** Document passage follows **

A comprehensive reform of Finnish nuclear energy legislation is needed, a working group appointed by the Ministry of Economic Affairs and Employment (TEM) has concluded. It highlighted the ambiguity of current legislation, changes in the operating environment of nuclear facilities, and expected developments.
TEM appointed the working group last October to examine the need to amend the country's Nuclear Energy Act. It was tasked with identifying the current state and development outlook of nuclear energy production, the life cycle of nuclear facilities and the related fuel cycle, as well as the needs to develop the legislation on the final disposal of used fuel.
The working group submitted its final report to Minister of Economic Affairs Mika Lintilä yesterday.
According to the working group, legislation on nuclear energy has adapted to the general legislative development and continues to fulfil the objectives of ensuring security, safeguarding the overall interests of society, and meeting Finland's obligations under international law. It said that in addition to the ambiguity of the legislation and changes in the operating environment, the comprehensive reform is also supported by the fact that reducing emissions and combating climate change have become key targets in energy and climate policy.
The key principles of the comprehensive legislative reform would be: firstly, that Finland will continue to ensure compliance with international agreements, commitments and best practices related to the use of nuclear energy; and secondly, a permit system covering the life cycle of a nuclear facility (a government resolution that can be adopted or rejected by Parliament, construction permit, operating licence and licence for decommissioning of a nuclear facility) should be continued, respecting democratic decision-making in a transparent and effective manner.
However, the working group said there is room for improvement in the existing permit system. At the initial stage of the process, matters should be dealt with at a general level and detailed processing should take place at a later stage of the process, it recommended. It needs to be easier to anticipate the acceptability of the solutions, for example by means of prior approvals, and overlapping processes should be reduced. And the licence for decommissioning of a nuclear facility should be reformed, it said.
Requirements and expectations for the safety and technology of a nuclear facility, as well as for the relevant actors and authorities, must be clearly specified at different stages of the life cycle of a nuclear facility. In addition, these requirements and expectations must be proportionate to the risks arising from operations to people, the environment and society.
The working group's guidelines on the development of the licence system would also promote the implementation of small modular reactor projects.
Under the Nuclear Energy Act 1987, TEM is responsible for supervising nuclear power operation and for waste disposal. The National Nuclear Waste Management Fund works in cooperation with the ministry. TEM represents Finland in international organisations concerned with nuclear energy. The country's Radiation and Nuclear Safety Authority (STUK) is responsible for regulation and inspection, and advising on licensing. It operates under the Council of State (effectively the government), which licenses major nuclear facilities including uranium mines. STUK is administered by the Ministry of Social Affairs and Health, and is supported by four advisory committees - on nuclear safety, radiation safety, security, and general.
Finland's four operating nuclear reactors provide about 30% of its electricity.

** End of Document passage **

--- Exercise objective ---
Do these statements agree with the article on reforming Finland's nuclear energy legislation? (a) The working group gave its final report to Minister of Economic Affairs Mika Lintilä. (b) STUK is administered by the Ministry of Economic Affairs and Employment. (c) The working group recommended that detailed processing happen at the initial stage of the permit process. Answer yes or no for each and quote the words of the article that decide it.

** Recorded information follows **

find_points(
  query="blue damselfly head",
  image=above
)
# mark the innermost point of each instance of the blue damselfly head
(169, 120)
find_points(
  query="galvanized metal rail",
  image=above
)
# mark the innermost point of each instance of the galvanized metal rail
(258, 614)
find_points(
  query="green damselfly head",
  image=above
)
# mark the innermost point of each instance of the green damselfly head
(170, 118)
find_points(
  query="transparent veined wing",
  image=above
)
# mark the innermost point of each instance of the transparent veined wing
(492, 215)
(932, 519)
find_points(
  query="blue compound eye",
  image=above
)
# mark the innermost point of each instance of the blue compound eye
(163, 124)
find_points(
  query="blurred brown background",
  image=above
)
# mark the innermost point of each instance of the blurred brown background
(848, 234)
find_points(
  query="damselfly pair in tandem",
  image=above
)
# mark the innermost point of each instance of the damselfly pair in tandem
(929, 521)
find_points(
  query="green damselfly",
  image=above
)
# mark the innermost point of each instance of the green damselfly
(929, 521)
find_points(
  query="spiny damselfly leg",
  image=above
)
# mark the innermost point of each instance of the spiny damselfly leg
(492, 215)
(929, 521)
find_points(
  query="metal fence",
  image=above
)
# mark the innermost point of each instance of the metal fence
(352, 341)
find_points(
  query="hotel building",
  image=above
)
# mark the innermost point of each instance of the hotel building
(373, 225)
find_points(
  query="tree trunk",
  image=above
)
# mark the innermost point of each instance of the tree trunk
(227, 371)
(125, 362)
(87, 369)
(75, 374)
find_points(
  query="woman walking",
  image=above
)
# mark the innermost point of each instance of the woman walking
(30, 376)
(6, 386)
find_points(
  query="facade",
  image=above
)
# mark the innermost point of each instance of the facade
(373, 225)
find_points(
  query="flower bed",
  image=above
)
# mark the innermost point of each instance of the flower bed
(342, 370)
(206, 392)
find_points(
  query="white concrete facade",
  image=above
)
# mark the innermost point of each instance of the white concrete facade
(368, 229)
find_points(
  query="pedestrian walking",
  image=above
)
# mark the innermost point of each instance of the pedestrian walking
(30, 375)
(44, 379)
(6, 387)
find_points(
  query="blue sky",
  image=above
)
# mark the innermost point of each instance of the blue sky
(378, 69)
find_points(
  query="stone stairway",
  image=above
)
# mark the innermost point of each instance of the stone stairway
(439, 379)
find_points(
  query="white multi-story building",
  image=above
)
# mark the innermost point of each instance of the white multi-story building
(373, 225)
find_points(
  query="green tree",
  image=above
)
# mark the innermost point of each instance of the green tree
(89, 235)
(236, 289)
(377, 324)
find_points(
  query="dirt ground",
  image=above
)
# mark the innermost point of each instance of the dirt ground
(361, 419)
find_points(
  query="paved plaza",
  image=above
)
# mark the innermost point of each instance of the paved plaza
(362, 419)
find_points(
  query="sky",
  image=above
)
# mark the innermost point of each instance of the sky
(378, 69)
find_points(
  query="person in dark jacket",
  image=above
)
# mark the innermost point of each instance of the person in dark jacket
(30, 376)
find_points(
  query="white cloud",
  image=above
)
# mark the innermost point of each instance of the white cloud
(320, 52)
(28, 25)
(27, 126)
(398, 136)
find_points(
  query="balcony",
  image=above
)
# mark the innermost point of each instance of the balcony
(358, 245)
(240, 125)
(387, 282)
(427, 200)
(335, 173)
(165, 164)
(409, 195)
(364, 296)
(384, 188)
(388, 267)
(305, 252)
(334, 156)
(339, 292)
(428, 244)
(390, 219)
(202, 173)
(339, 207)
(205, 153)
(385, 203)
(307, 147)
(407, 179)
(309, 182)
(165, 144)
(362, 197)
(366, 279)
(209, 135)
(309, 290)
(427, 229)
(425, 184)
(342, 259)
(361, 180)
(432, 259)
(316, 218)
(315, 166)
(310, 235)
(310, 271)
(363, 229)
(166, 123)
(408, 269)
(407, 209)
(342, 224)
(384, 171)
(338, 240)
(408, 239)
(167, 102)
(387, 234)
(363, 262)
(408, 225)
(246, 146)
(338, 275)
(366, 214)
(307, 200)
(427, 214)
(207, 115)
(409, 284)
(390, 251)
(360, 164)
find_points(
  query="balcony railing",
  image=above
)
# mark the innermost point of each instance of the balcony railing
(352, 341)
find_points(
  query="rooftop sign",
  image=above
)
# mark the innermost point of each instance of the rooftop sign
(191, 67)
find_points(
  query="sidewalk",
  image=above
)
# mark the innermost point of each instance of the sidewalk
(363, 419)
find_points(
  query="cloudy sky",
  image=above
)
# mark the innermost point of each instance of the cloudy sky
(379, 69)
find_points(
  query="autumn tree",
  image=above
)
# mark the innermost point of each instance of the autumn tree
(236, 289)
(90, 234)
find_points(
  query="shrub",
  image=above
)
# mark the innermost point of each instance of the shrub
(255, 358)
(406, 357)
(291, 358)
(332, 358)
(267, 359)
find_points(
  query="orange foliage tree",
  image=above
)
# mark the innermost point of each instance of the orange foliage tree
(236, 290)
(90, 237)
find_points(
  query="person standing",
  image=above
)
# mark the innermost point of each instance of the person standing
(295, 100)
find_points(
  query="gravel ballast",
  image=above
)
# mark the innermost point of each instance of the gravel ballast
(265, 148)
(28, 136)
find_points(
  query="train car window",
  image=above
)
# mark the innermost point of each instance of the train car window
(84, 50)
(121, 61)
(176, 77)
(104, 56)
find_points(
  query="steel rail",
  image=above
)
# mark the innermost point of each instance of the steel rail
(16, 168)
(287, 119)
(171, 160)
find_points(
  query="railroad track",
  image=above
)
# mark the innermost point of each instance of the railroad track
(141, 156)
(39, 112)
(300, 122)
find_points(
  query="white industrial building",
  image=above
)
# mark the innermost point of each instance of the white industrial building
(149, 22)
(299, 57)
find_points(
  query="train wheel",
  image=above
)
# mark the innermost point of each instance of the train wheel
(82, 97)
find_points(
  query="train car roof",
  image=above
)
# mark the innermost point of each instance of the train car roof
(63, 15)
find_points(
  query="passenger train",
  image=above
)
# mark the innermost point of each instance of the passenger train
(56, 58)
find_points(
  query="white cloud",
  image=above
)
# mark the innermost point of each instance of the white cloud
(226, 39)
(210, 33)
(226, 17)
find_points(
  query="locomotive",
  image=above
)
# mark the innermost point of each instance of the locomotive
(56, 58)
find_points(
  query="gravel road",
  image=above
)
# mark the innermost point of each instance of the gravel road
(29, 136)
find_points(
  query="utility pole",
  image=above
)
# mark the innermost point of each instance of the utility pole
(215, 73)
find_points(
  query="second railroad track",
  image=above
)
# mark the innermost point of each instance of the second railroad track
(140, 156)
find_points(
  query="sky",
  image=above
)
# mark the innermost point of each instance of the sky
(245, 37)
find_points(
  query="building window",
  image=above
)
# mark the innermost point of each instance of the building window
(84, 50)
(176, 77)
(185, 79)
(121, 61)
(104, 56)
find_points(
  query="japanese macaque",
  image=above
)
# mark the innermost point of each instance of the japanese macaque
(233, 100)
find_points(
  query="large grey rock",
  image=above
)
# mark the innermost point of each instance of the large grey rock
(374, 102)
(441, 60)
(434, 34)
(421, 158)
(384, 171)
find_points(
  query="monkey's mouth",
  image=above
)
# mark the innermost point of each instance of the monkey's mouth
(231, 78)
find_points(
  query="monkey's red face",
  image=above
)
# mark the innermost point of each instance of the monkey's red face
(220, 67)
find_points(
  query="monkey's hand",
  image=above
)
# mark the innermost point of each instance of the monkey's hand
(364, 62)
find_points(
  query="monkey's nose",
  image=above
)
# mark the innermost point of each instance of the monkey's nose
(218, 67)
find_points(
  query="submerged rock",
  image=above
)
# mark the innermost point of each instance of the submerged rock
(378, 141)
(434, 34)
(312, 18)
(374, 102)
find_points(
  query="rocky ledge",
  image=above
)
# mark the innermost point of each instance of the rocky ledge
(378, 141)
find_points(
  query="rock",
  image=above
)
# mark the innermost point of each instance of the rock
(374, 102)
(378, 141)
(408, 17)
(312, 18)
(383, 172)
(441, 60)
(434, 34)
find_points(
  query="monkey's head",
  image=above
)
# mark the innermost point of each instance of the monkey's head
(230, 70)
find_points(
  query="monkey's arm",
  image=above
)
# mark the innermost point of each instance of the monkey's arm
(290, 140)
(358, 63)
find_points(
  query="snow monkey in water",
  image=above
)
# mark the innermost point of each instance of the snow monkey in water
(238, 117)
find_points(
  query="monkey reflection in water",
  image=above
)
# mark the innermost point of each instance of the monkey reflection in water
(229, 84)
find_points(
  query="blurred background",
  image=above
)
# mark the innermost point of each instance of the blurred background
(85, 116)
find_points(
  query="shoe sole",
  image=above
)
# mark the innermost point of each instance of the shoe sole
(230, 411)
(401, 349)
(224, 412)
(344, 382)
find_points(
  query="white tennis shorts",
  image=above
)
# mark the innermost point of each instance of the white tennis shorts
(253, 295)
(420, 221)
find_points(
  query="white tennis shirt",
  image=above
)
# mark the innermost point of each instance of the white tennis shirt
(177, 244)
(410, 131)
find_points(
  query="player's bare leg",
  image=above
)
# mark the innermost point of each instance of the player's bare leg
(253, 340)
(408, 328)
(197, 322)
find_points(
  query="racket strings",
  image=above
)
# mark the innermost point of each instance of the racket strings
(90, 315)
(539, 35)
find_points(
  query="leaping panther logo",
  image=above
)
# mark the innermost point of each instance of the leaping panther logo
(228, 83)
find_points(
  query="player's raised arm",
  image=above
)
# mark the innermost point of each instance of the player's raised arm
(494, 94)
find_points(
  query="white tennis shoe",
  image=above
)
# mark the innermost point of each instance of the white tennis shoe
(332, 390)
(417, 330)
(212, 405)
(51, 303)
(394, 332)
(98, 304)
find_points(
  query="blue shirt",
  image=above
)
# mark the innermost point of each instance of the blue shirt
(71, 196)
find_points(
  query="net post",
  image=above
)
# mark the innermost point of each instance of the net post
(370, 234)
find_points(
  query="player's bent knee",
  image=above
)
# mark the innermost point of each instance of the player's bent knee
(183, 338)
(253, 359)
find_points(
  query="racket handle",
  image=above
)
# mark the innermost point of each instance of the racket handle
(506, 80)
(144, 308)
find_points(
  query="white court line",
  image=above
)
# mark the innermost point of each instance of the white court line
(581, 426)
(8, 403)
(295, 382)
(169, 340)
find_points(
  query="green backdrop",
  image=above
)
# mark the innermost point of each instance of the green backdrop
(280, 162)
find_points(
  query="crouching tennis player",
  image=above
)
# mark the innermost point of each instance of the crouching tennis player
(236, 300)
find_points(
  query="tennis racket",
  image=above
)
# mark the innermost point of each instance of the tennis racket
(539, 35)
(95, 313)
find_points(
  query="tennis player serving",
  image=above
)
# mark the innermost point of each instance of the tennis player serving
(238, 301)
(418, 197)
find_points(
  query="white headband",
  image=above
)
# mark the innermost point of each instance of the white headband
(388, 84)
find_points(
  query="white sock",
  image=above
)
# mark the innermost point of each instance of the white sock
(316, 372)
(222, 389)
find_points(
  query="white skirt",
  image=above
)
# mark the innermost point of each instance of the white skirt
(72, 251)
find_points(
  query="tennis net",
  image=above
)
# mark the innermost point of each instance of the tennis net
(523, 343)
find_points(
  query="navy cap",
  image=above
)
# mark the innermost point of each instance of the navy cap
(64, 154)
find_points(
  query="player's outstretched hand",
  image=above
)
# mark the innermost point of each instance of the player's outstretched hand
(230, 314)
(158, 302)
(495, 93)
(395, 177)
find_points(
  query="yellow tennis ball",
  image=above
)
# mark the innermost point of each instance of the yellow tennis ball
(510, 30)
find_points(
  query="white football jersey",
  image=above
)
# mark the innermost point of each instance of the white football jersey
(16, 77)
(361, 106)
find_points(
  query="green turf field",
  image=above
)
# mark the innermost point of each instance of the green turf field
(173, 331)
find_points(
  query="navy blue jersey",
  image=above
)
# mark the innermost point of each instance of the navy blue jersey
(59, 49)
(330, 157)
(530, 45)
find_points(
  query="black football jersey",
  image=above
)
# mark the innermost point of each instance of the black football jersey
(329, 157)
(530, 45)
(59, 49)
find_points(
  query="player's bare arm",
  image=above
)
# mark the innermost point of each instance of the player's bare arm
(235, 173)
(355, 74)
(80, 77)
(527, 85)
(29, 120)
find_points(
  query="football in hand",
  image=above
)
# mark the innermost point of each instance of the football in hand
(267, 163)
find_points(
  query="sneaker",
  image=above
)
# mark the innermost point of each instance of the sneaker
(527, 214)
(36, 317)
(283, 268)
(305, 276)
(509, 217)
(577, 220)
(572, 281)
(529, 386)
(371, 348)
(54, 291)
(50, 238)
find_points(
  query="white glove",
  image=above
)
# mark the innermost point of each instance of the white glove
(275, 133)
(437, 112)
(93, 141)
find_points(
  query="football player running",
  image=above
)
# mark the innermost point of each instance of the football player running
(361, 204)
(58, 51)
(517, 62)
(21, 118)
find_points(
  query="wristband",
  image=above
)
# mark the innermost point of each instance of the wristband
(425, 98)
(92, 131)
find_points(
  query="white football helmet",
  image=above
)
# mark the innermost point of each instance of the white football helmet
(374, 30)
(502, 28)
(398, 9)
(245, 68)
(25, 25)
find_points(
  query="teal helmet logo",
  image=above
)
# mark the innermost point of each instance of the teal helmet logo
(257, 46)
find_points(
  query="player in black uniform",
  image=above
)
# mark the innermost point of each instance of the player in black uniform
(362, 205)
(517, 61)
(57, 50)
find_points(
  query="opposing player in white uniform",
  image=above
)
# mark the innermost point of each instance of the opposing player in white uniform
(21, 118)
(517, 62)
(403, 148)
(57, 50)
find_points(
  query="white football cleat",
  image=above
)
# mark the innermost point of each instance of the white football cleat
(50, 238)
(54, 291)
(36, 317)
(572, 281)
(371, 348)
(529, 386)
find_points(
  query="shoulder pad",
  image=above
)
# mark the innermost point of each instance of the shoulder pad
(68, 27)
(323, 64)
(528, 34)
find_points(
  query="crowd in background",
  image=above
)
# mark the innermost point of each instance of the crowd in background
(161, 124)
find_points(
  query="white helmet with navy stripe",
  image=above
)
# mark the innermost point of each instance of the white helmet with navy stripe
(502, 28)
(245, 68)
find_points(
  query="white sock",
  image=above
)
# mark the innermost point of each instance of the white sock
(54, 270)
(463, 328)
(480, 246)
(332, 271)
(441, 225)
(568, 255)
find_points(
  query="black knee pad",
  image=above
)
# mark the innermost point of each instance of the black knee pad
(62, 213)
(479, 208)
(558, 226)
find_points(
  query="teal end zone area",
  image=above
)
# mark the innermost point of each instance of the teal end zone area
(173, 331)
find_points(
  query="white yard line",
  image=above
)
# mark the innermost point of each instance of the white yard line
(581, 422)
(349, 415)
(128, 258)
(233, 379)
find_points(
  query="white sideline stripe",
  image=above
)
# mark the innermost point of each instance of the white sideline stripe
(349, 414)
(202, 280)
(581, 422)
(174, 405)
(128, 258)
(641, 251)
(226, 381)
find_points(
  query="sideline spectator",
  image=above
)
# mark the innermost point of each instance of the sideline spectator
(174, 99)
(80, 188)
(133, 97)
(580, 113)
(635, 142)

** End of Recorded information **

--- Solved exercise ---
(a) Yes: "The working group submitted its final report to Minister of Economic Affairs Mika Lintilä yesterday."
(b) No: "STUK is administered by the Ministry of Social Affairs and Health"
(c) No: "At the initial stage of the process, matters should be dealt with at a general level and detailed processing should take place at a later stage of the process"